▶ _Supplied passage_:

### Test notebook -- Sparkify

The queries below allow for testing of final star schema tables loaded using `create_tables.py`, `etl.py` and `sql_queries.py`, with connection parameters specified in `dwh.cfg`. 
The final star schema is loaded in Redshift cluster, and aims to address the requirements of **Sparkify** to analyse their user behaviour.

In [None]:
from time import time
import configparser
import psycopg2

In [None]:
#Read connection parameters
config = configparser.ConfigParser()
config.read('dwh.cfg')

DB_NAME = config.get("CLUSTER","DB_NAME")
DB_USER = config.get("CLUSTER","DB_USER")
DB_PASSWORD = config.get("CLUSTER","DB_PASSWORD")
DB_PORT = config.get("CLUSTER","DB_PORT")
HOST = config.get("CLUSTER","HOST")

In [None]:
%load_ext sql

In [None]:
#Create connection
conn_string="postgresql://{}:{}@{}:{}/{}".format(DB_USER, DB_PASSWORD, HOST, DB_PORT, DB_NAME)
print(conn_string)
%sql $conn_string

### Call each table row count - `songs`, `users`, `songplays`, `artists`, `time`

In [None]:
%%time
%%sql
SELECT COUNT(*) FROM songs;

In [None]:
%%time
%%sql
SELECT COUNT(*) FROM users;

In [None]:
%%time
%%sql
SELECT COUNT(*) FROM songplays;

In [None]:
%%time
%%sql
SELECT COUNT(*) FROM artists;

In [None]:
%%time
%%sql
SELECT COUNT(*) FROM time;

### Call first five rows in each table

In [None]:
%%time
%%sql
SELECT * FROM users LIMIT 5; 

In [None]:
%%time
%%sql
SELECT * FROM songs LIMIT 5;

In [None]:
%%time
%%sql
SELECT * FROM artists LIMIT 5;

In [None]:
%%time
%%sql
SELECT * FROM songplays LIMIT 5;

In [None]:
%%time
%%sql
SELECT * FROM time LIMIT 5;

### Show week, artist name and their song play count for each of the weeks sorted by most played artists (in a given week), provided that total songs played by the artist exceeds 3 (in a given week)

In [None]:
%%time
%%sql
SELECT t.week, a.name, COUNT(sp.songplay_id)
FROM songplays sp
JOIN time t ON t.start_time = sp.start_time
JOIN artists a ON a.artist_id = sp.artist_id 
GROUP BY 1,2
HAVING COUNT(songplay_id) > 3
ORDER BY 1, COUNT(songplay_id) DESC;

### Show song title, artist and song count for the most played songs in the entire observation period

In [None]:
%%time
%%sql
SELECT s.title, a.name, COUNT(sp.songplay_id)

▶ _Exercise task 1_: Reproduce the Sparkify test notebook word for word, between "### Show song" and "s.title, a.name, COUNT(sp.songplay_id)", inclusive.
The rows that come after the Sparkify test notebook are unrelated to it.

▶ _Records for the task_:
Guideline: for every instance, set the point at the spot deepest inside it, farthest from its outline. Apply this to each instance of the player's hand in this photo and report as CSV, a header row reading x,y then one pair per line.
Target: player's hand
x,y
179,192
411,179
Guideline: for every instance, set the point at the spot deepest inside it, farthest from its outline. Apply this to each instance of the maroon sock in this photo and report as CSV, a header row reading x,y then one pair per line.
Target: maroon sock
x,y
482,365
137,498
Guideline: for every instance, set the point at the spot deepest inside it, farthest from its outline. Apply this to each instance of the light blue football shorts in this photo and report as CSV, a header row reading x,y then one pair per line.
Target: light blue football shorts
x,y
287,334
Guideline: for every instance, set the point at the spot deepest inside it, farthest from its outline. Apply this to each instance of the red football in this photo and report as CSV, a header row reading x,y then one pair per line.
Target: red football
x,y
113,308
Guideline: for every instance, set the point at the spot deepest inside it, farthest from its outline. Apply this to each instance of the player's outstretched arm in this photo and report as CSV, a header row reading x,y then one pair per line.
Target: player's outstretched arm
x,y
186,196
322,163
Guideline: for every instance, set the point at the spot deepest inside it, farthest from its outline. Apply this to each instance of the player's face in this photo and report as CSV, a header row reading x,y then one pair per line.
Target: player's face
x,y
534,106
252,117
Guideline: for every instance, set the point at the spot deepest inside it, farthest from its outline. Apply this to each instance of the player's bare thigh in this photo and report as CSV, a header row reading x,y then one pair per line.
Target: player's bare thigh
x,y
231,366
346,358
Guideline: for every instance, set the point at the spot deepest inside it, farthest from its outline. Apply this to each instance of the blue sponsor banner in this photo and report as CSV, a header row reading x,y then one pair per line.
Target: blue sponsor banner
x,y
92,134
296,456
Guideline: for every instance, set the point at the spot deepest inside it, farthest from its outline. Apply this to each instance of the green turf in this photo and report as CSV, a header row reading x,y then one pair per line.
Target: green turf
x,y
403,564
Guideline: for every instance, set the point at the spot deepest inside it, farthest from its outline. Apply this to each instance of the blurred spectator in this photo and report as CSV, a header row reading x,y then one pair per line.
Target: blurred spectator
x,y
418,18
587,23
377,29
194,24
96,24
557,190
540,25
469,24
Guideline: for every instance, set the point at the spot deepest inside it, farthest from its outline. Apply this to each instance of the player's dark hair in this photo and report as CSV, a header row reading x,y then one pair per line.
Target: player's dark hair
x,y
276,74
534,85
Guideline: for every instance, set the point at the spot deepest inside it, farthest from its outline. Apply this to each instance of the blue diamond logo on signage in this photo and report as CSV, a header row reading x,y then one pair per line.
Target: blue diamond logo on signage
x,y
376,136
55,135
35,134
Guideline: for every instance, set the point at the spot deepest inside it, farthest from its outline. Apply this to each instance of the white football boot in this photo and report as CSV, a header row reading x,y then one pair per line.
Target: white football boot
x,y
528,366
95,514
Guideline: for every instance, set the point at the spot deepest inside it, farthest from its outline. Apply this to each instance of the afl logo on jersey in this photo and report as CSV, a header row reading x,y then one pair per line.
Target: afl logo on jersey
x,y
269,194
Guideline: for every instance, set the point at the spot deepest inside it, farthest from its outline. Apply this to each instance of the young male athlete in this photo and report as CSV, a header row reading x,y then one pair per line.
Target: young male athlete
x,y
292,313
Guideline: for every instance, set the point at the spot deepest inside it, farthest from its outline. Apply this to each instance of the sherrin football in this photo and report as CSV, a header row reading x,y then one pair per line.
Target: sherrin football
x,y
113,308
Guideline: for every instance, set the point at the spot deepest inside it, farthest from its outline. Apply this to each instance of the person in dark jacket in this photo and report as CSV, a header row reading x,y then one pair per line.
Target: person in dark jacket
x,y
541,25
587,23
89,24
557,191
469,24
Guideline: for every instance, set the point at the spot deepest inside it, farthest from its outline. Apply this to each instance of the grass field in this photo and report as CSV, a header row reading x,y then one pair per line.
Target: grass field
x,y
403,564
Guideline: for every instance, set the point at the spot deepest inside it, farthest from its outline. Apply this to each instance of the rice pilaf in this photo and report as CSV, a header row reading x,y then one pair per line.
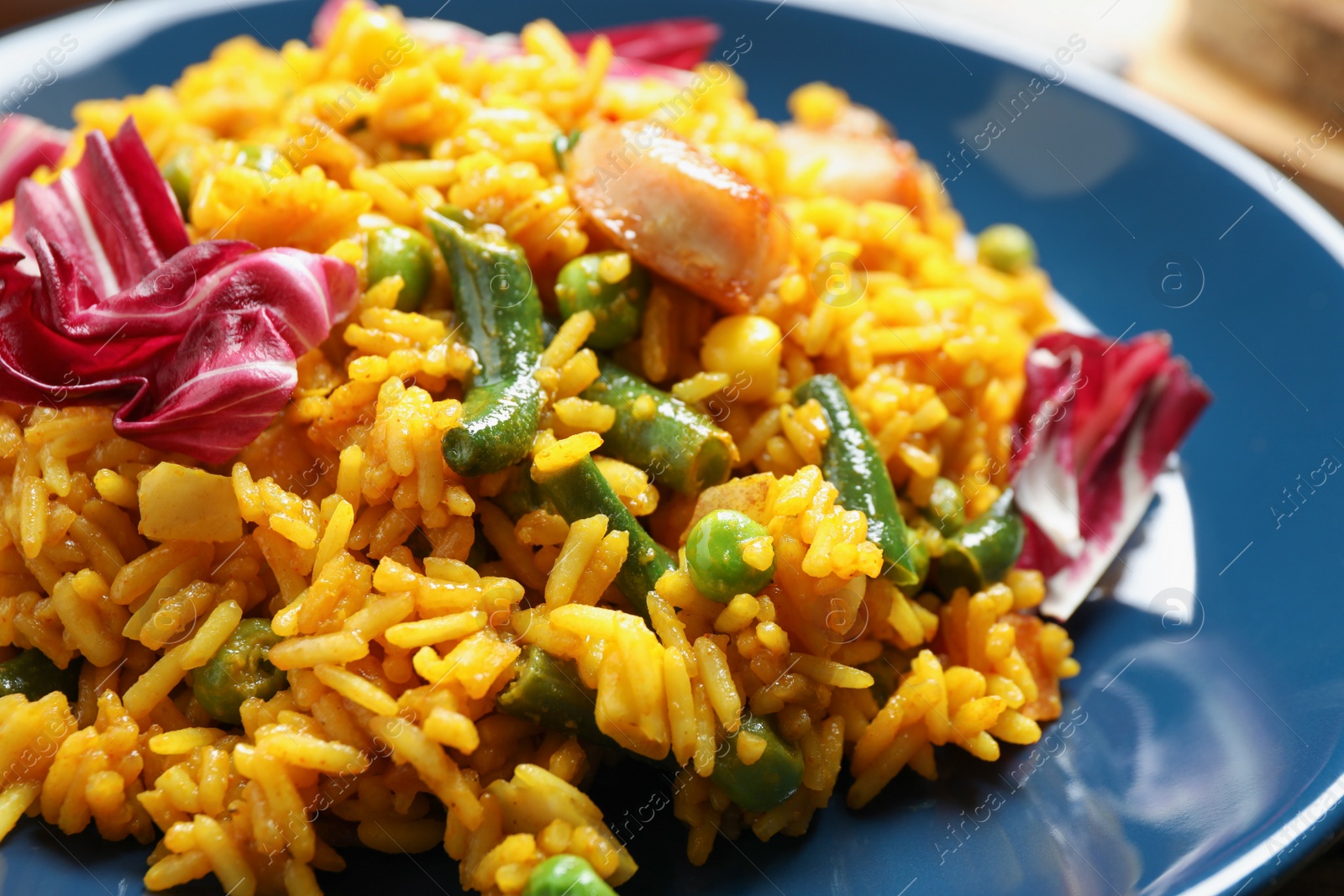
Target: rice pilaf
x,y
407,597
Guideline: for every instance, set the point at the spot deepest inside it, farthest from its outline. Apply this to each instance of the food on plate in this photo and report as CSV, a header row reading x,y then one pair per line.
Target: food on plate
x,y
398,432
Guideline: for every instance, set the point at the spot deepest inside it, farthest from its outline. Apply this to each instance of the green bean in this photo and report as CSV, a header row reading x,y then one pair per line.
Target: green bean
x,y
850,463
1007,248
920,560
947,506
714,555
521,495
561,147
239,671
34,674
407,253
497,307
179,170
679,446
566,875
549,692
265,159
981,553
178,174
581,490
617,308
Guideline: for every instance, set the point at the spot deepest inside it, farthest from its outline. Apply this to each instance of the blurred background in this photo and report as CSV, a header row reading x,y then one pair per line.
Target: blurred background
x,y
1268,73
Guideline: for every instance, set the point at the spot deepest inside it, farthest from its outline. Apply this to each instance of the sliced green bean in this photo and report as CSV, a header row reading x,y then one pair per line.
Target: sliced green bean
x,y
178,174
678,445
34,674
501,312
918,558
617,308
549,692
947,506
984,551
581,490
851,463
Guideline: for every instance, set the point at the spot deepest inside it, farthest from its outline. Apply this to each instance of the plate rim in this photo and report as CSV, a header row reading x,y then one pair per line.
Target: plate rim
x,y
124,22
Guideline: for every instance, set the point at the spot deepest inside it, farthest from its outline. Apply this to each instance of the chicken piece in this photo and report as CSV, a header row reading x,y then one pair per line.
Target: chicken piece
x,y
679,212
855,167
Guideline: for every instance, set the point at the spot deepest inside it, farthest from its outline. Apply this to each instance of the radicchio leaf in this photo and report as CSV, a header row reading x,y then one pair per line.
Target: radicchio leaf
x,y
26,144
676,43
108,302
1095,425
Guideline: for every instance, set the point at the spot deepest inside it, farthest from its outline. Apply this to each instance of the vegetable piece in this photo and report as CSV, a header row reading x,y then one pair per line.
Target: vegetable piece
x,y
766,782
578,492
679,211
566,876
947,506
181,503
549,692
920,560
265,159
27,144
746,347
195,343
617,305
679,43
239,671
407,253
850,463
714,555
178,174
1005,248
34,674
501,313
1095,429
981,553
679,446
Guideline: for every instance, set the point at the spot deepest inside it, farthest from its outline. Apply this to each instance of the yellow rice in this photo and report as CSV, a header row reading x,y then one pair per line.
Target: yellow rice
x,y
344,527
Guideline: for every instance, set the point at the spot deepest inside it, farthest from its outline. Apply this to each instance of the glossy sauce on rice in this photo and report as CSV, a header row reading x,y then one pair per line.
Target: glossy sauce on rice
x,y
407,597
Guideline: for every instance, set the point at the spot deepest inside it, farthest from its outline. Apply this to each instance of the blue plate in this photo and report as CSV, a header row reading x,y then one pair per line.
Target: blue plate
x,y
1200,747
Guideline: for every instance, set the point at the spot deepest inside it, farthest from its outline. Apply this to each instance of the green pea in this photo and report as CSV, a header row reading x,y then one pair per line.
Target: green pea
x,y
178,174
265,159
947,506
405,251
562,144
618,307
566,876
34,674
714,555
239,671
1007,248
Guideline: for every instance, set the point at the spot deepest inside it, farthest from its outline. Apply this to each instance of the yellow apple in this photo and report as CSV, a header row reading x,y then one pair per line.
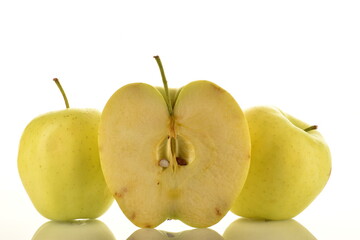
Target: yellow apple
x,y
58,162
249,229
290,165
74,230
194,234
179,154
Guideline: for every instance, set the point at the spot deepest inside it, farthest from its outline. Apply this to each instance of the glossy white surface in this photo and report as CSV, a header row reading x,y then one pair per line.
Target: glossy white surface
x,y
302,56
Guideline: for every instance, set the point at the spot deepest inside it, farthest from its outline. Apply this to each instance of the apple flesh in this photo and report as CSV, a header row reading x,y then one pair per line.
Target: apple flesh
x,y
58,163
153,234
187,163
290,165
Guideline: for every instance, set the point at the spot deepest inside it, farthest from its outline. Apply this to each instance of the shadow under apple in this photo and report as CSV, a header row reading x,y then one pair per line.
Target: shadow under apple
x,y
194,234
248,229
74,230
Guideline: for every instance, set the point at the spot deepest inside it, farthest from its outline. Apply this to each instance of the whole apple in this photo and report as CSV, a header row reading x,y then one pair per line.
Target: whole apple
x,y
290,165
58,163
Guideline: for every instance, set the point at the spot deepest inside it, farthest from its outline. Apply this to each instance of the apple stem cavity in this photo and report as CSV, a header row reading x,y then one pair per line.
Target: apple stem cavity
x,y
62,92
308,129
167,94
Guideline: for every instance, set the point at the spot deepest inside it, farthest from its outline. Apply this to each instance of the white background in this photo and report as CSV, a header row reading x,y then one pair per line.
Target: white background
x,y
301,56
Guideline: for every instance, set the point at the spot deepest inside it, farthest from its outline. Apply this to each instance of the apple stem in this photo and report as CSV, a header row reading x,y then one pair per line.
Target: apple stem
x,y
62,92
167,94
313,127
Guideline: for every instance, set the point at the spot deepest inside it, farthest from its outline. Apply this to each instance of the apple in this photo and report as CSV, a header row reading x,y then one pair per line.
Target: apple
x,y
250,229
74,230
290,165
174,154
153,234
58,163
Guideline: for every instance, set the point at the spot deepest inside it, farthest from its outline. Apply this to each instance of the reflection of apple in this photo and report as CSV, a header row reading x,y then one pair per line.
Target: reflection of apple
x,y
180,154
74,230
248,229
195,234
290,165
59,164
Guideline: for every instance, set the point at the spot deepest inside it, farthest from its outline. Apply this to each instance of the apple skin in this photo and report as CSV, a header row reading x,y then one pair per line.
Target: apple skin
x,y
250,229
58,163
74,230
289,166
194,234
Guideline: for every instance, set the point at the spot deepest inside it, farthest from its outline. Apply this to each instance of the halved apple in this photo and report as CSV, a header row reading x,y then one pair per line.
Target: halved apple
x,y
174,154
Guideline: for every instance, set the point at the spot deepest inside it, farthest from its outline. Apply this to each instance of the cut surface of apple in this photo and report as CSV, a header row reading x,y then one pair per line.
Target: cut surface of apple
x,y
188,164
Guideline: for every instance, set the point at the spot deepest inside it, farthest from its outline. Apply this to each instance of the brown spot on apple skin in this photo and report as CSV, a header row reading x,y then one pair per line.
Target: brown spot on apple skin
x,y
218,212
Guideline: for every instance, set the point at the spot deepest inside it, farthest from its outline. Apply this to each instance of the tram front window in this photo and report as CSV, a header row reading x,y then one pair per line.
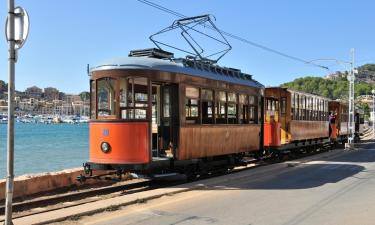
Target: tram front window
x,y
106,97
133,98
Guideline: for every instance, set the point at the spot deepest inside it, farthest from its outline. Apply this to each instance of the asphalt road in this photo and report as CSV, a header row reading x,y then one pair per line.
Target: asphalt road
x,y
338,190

▶ _Exercise task 2_: State only the number of lines in the rows above that contain the string "signage".

▶ _Correct output 1_:
### Show song title, artist and song count for the most played songs in the entire observation period

In [None]:
%%time
%%sql
SELECT s.title, a.name, COUNT(sp.songplay_id)

▶ _Correct output 2_: 2